**Task brief**
Copy each line below in which the word "geometry" occurs.

**Records provided**
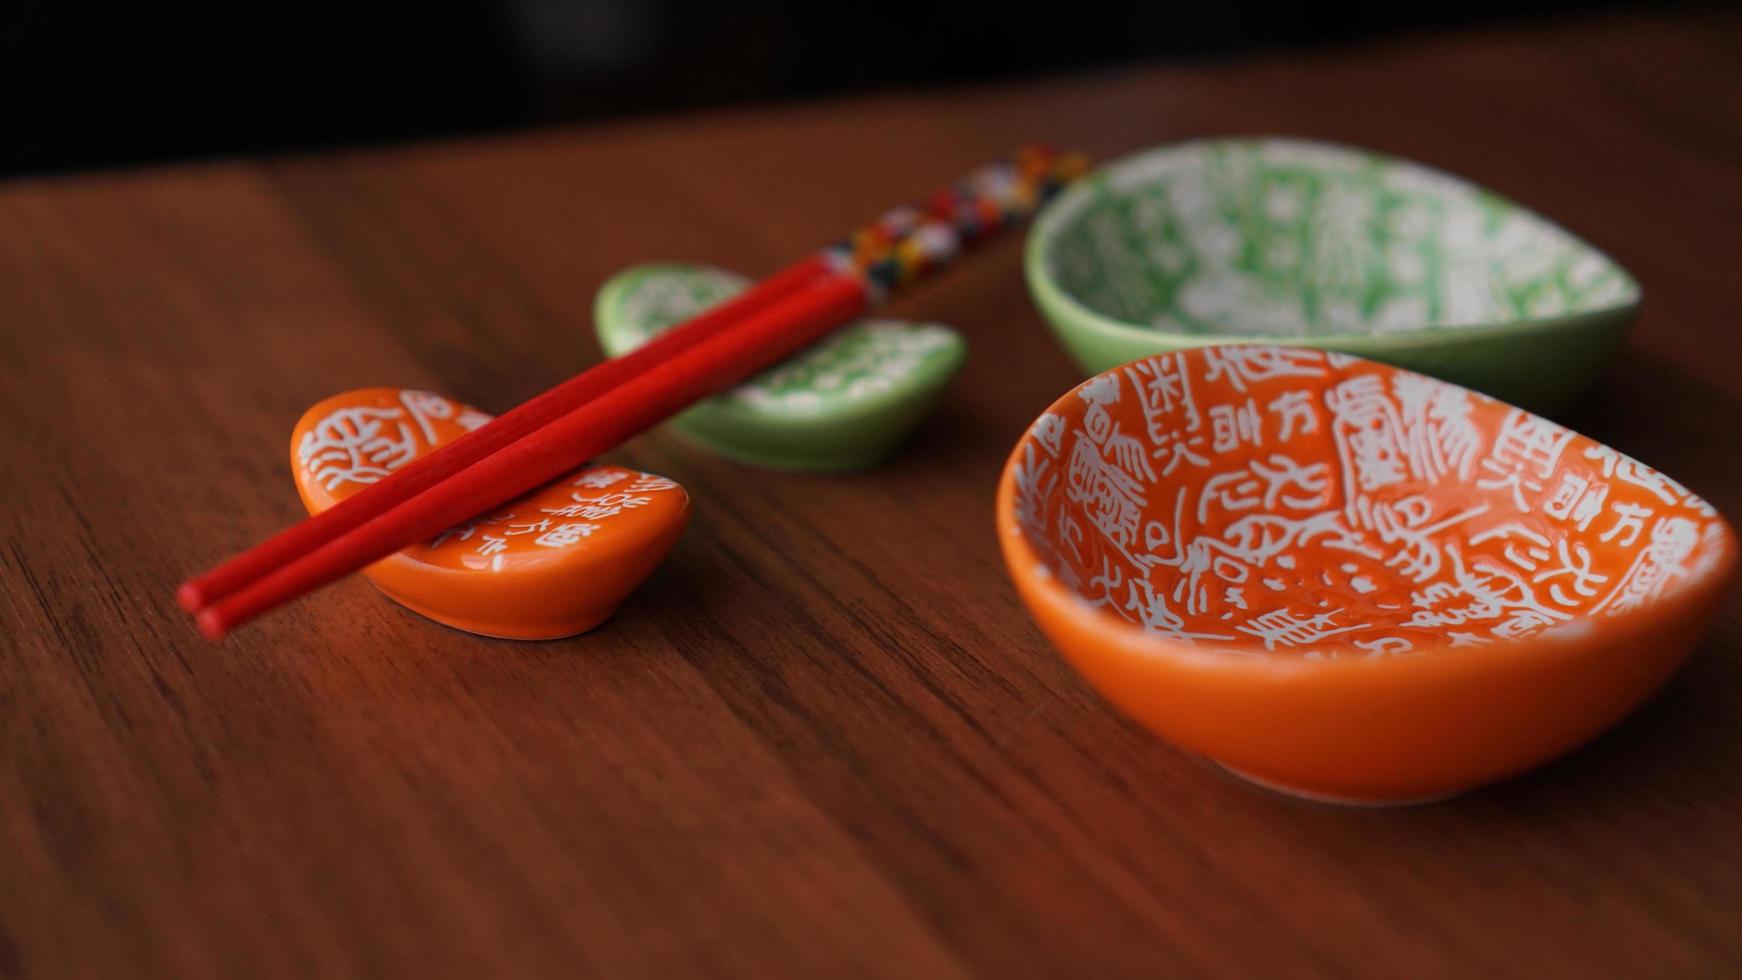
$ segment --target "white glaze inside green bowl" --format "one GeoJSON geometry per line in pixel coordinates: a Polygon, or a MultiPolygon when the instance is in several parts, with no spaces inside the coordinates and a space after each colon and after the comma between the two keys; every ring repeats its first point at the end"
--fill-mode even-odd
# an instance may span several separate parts
{"type": "Polygon", "coordinates": [[[1062,299],[1181,335],[1493,327],[1639,298],[1607,256],[1467,181],[1300,140],[1127,158],[1061,198],[1036,235],[1062,299]]]}

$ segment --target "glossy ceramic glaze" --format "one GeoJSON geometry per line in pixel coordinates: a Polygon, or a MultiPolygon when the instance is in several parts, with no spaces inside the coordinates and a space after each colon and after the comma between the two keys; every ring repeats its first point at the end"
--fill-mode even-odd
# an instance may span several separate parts
{"type": "MultiPolygon", "coordinates": [[[[309,409],[290,440],[319,513],[490,417],[427,391],[363,388],[309,409]]],[[[585,466],[364,569],[394,601],[457,629],[523,640],[585,632],[677,542],[689,497],[621,466],[585,466]]]]}
{"type": "Polygon", "coordinates": [[[1539,409],[1596,376],[1640,299],[1607,256],[1466,181],[1289,139],[1201,140],[1108,165],[1042,214],[1026,272],[1090,373],[1267,341],[1539,409]]]}
{"type": "Polygon", "coordinates": [[[1536,765],[1681,663],[1729,526],[1553,422],[1342,354],[1194,348],[1040,416],[998,491],[1042,629],[1268,785],[1397,801],[1536,765]]]}
{"type": "MultiPolygon", "coordinates": [[[[620,273],[600,290],[594,323],[615,357],[730,298],[743,276],[660,263],[620,273]]],[[[852,470],[887,457],[925,418],[967,356],[939,324],[862,320],[674,418],[715,452],[776,469],[852,470]]]]}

**Solution to the problem**
$ segment --target "white glaze inside green bowl" --format "one GeoJSON geometry per line in pixel coordinates: a Polygon, or a MultiPolygon when the instance is in several parts, with no spaces inside the coordinates and a space after each colon and after the comma between the two keys; every ring repeats its first point at the end"
$ segment --target "glossy ceramic glaze" --format "one GeoJSON geometry per line in pixel coordinates: a Polygon, or a MultiPolygon when the instance is in several parts, with no spaces inside the coordinates and a space after each colon and after the comma between the two keys; every ring repeats its first point at the end"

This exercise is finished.